Rewrite the records below with "Draw the outline" changed to "Trace the boundary" throughout, leaving everything else as it is. Omit the pictures from your answer.

+++ DATA SECTION

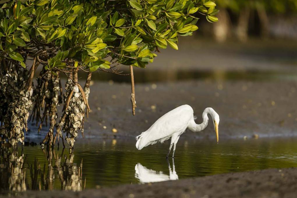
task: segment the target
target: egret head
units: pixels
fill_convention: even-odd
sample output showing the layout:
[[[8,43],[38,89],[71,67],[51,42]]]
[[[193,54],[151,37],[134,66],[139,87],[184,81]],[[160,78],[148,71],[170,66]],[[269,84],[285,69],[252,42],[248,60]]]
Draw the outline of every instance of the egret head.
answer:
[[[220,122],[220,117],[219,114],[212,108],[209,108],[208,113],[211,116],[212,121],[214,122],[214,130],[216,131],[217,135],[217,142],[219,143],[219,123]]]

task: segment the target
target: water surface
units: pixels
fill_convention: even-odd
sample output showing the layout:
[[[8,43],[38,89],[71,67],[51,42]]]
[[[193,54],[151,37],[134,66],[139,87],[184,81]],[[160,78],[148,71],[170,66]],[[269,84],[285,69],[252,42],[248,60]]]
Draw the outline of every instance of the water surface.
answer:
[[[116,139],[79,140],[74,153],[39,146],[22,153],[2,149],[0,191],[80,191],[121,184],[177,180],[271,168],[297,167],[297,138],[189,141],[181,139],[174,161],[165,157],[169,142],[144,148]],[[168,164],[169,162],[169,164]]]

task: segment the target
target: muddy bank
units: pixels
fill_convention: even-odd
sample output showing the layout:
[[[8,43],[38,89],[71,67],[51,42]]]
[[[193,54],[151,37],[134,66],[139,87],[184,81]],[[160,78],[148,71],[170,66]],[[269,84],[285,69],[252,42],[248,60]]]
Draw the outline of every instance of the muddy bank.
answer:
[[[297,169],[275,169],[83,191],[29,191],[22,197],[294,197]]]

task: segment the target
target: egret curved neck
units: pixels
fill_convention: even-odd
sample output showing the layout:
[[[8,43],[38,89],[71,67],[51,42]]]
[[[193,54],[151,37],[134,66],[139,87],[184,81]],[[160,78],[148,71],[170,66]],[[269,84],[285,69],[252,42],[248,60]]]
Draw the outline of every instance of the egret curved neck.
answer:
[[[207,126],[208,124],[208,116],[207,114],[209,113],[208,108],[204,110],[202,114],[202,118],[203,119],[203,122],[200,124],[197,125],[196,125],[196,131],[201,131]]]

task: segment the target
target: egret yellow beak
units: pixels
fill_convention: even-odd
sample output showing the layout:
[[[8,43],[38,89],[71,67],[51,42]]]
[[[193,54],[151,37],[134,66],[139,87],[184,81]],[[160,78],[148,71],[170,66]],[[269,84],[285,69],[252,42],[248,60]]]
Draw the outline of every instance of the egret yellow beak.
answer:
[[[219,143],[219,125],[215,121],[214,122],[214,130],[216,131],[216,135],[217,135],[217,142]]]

++++++

SOLUTION TO THE PROBLEM =>
task: segment the target
target: egret head
units: pixels
fill_convention: even-odd
sample output showing the layout:
[[[8,43],[38,89],[71,67],[51,42]]]
[[[193,54],[151,37],[134,66],[139,87],[184,81]],[[160,78],[148,71],[170,66]],[[269,84],[285,69],[252,42],[248,60]]]
Trace the boundary of every instance of the egret head.
answer:
[[[220,122],[220,117],[219,114],[212,108],[209,108],[208,113],[211,116],[212,121],[214,122],[214,130],[216,131],[217,135],[217,142],[219,143],[219,123]]]

task: segment the target
target: water surface
units: pixels
fill_convention: even-odd
sample output showing the layout:
[[[8,43],[38,89],[71,67],[51,42]]]
[[[193,54],[151,37],[134,66],[139,87],[184,81]],[[160,78],[148,71],[170,66]],[[269,84],[285,69],[252,42],[248,60]]]
Trace the boundary of every instance of the water surface.
answer:
[[[116,139],[79,140],[74,153],[39,146],[22,153],[2,149],[0,191],[80,191],[121,184],[177,180],[271,168],[297,167],[297,138],[189,141],[181,139],[174,161],[165,157],[169,142],[144,148]],[[168,164],[169,162],[169,164]]]

task: segment the target
target: muddy bank
units: pixels
fill_convention: even-odd
sample output showing the layout:
[[[8,43],[38,89],[71,67],[51,42]]]
[[[193,54],[151,37],[134,66],[139,87],[184,81]],[[160,78],[148,71],[170,66]],[[269,84],[285,69],[252,42],[248,60]]]
Trace the boundary of every instance of the muddy bank.
answer:
[[[297,169],[275,169],[83,191],[29,191],[22,197],[294,197]]]

task: segment the target
target: egret curved neck
units: pixels
fill_convention: even-odd
sample output showing the layout:
[[[8,43],[38,89],[71,67],[51,42]]]
[[[193,54],[151,37],[134,66],[139,87],[184,81]],[[160,78],[148,71],[170,66]],[[269,84],[285,69],[252,42],[248,60]]]
Trace the boundary of every instance of the egret curved neck.
answer:
[[[207,126],[208,124],[208,116],[207,114],[209,113],[208,108],[204,110],[202,114],[202,118],[203,119],[203,122],[200,124],[197,125],[196,125],[196,131],[201,131]]]

task: segment the target
target: egret yellow beak
units: pixels
fill_convention: even-odd
sample output showing the layout:
[[[8,43],[38,89],[71,67],[51,42]]]
[[[193,54],[151,37],[134,66],[139,87],[184,81]],[[160,78],[148,71],[170,66]],[[269,84],[285,69],[252,42],[248,60]]]
Trace the boundary of every instance of the egret yellow beak.
answer:
[[[219,143],[219,125],[215,121],[214,122],[214,130],[216,131],[216,135],[217,135],[217,142]]]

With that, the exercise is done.